Assignment
Reproduce the lines below, starting at the beginning and ending with the line that contains "box: [5, 324, 261, 741]", with both ends included. Leave the pictures out of your copy.
Data supplied START
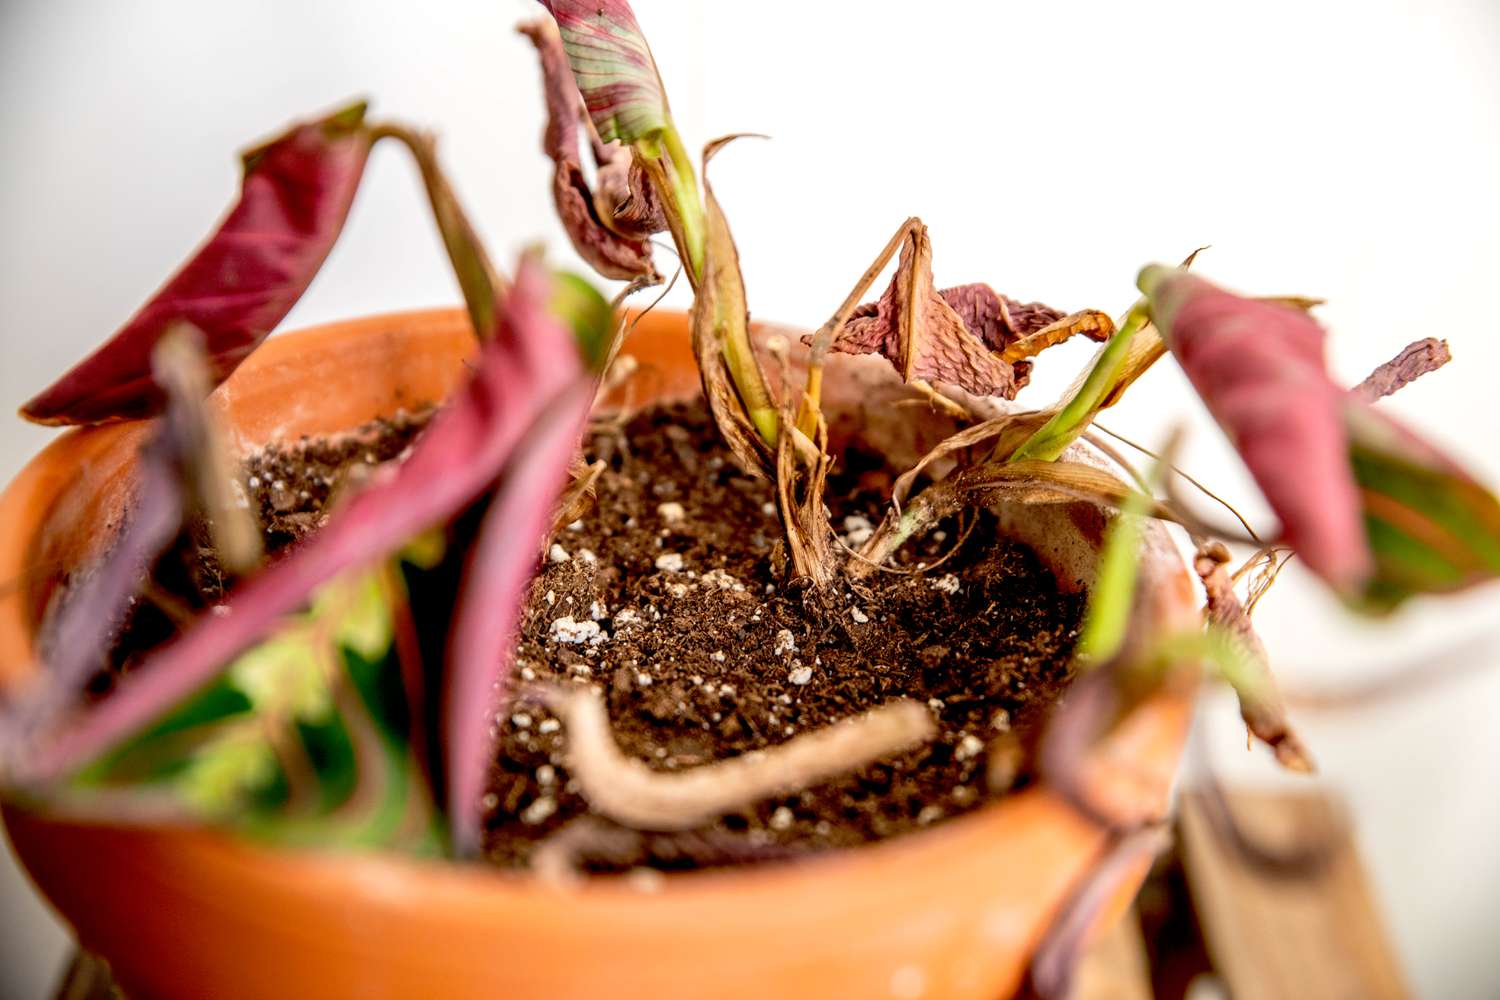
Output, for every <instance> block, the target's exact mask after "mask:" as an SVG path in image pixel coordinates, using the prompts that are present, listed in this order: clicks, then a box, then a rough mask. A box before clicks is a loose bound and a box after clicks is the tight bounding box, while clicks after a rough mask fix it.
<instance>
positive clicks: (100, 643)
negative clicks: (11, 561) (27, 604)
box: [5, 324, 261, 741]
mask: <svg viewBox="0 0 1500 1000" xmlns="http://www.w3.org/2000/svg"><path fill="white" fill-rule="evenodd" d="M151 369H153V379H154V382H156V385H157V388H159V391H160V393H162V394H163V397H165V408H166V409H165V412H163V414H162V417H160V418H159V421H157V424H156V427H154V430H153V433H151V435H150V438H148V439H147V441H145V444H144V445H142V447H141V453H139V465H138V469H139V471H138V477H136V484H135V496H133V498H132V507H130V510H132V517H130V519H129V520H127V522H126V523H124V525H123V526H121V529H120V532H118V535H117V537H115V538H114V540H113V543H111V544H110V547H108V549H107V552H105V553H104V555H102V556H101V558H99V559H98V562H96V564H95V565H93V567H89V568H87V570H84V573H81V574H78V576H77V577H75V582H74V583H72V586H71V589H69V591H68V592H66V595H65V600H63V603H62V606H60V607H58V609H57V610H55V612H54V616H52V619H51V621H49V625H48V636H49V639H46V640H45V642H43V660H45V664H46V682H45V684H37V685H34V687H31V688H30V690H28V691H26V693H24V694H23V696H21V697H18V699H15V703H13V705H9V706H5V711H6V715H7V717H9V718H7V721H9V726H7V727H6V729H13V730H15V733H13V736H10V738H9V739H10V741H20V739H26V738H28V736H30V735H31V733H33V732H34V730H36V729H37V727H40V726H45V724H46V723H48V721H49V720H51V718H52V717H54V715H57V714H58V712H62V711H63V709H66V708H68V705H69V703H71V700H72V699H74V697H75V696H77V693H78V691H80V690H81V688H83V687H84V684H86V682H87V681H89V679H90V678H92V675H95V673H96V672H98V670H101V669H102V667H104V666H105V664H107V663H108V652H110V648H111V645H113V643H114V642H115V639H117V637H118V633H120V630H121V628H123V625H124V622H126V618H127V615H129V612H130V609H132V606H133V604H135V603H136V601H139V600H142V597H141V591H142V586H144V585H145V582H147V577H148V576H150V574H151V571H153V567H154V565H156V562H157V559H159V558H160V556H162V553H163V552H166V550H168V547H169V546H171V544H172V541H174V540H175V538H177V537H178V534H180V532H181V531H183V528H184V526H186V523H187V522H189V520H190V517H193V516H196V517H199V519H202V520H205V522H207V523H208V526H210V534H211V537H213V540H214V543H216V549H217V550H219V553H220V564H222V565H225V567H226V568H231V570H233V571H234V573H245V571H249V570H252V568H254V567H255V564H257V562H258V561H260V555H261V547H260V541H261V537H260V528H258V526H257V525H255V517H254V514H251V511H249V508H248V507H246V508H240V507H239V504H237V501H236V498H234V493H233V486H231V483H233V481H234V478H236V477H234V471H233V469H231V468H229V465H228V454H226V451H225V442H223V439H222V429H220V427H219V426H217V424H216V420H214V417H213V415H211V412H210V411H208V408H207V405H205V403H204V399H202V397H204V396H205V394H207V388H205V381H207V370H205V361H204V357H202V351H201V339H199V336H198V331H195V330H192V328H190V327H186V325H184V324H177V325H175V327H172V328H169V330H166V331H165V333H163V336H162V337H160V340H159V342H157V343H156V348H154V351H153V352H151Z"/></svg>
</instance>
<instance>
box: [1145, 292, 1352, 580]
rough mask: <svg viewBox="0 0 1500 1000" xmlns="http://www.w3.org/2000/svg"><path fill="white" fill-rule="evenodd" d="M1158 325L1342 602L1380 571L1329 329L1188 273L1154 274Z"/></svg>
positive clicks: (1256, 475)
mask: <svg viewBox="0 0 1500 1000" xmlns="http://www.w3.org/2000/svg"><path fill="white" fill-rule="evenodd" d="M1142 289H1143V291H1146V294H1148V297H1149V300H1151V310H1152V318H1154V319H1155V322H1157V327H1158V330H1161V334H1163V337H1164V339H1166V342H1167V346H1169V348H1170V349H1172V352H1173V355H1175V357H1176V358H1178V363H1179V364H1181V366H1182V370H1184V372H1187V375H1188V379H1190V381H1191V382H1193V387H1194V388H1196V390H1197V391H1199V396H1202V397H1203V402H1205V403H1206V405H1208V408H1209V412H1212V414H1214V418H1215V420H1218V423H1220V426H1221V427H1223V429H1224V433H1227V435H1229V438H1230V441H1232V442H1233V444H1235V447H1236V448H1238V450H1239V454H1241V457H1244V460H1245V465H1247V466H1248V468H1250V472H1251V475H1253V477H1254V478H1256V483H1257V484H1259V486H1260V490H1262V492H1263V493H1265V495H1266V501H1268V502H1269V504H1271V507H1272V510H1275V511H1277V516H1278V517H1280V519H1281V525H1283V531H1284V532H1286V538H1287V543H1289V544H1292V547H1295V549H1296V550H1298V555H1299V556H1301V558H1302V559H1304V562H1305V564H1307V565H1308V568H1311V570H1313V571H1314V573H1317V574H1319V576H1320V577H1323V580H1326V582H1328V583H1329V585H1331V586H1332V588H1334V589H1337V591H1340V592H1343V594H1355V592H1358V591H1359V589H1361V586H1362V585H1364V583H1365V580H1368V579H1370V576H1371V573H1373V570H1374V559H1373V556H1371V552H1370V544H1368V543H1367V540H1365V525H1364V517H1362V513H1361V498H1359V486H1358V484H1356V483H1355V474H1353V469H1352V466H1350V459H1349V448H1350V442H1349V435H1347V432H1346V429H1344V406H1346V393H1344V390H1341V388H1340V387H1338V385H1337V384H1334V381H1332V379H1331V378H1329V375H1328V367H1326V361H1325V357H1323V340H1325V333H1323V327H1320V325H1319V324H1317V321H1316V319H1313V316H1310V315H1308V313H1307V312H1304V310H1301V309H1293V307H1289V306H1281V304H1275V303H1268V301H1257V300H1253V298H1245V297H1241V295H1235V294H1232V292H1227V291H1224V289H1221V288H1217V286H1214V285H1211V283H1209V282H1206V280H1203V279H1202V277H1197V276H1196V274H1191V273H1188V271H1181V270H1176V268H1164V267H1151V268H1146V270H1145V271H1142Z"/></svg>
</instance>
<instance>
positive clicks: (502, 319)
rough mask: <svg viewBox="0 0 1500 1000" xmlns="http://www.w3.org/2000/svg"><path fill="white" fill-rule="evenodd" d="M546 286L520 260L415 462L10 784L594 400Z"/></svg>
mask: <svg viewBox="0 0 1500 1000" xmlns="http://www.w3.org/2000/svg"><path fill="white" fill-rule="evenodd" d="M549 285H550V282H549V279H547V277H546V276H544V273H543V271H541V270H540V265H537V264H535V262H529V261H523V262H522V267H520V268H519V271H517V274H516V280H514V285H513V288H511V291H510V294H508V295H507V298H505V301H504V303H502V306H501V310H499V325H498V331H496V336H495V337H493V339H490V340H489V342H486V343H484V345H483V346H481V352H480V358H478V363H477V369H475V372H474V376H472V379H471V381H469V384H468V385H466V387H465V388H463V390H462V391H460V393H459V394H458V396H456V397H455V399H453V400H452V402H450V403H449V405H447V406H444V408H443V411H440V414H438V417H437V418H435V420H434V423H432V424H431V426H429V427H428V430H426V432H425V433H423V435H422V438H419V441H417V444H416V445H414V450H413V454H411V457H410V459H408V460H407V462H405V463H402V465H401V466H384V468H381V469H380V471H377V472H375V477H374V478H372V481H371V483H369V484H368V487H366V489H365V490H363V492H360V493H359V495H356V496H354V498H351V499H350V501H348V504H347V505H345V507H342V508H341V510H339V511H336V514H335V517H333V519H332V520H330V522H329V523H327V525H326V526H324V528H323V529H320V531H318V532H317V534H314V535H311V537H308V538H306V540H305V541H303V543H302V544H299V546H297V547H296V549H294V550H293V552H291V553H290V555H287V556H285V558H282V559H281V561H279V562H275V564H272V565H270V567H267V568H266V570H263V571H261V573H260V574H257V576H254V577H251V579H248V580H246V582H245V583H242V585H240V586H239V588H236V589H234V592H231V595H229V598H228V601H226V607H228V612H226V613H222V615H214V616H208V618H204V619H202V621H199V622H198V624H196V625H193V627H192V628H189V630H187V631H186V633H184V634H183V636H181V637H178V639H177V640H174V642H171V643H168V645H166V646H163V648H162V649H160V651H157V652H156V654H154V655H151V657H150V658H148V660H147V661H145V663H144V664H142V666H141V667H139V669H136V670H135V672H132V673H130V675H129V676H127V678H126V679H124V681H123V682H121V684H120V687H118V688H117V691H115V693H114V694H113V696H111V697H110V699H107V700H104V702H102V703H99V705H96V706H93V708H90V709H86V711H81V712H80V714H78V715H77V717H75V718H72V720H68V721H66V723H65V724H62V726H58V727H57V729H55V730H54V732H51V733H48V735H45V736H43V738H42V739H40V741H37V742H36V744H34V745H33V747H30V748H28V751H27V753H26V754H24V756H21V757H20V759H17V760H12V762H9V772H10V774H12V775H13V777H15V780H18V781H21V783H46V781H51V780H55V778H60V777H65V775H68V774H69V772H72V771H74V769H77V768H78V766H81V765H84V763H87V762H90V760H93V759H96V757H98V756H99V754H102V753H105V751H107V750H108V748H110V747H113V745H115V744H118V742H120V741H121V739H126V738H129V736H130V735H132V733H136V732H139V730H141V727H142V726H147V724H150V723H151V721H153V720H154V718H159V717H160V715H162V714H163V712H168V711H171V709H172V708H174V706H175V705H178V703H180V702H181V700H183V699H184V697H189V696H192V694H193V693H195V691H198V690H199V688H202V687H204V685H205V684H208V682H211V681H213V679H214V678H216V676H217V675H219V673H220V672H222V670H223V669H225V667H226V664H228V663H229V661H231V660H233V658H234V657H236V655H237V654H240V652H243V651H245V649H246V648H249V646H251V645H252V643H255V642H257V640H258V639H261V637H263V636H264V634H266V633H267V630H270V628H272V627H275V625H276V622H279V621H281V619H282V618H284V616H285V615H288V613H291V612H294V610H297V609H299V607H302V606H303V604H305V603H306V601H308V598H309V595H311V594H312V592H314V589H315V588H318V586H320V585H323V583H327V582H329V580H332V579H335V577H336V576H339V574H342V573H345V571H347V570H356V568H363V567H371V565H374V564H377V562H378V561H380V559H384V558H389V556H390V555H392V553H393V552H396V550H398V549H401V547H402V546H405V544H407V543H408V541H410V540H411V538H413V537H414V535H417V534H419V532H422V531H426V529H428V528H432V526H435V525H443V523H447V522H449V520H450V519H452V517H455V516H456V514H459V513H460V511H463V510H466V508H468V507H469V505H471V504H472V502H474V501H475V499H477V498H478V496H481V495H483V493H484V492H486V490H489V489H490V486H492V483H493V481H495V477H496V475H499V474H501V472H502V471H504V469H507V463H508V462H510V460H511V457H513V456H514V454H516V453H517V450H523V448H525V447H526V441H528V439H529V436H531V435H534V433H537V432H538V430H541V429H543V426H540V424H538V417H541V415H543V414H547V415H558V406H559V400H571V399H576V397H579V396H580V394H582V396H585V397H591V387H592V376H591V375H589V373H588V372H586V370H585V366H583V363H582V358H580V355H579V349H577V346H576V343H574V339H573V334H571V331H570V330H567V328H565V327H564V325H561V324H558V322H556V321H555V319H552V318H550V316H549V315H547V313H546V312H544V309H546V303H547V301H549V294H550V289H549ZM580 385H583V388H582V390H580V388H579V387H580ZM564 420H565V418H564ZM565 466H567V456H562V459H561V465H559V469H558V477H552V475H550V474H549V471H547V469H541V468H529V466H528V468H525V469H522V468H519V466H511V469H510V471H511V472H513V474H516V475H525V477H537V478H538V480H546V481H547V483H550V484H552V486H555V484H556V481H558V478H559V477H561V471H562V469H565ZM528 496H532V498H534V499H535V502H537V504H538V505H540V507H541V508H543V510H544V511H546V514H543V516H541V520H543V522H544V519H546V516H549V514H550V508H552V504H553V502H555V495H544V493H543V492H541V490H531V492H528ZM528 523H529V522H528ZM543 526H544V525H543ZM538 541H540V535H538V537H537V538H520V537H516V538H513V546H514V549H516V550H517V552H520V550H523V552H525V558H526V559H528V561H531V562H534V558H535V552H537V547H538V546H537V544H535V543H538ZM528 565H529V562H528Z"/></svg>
Data supplied END
Response
Output, for every <instance> block, the target's exact mask after "mask:" as an SVG path in image pixel coordinates, using the prompts that are present, listed in this order: clicks, then a box, then a rough mask. A box before clicks is a loose bound and a box after clicks is the tight bounding box, while clicks after a rough mask fix it.
<instance>
positive clicks: (100, 643)
negative clicks: (11, 561) (27, 604)
box: [5, 324, 261, 741]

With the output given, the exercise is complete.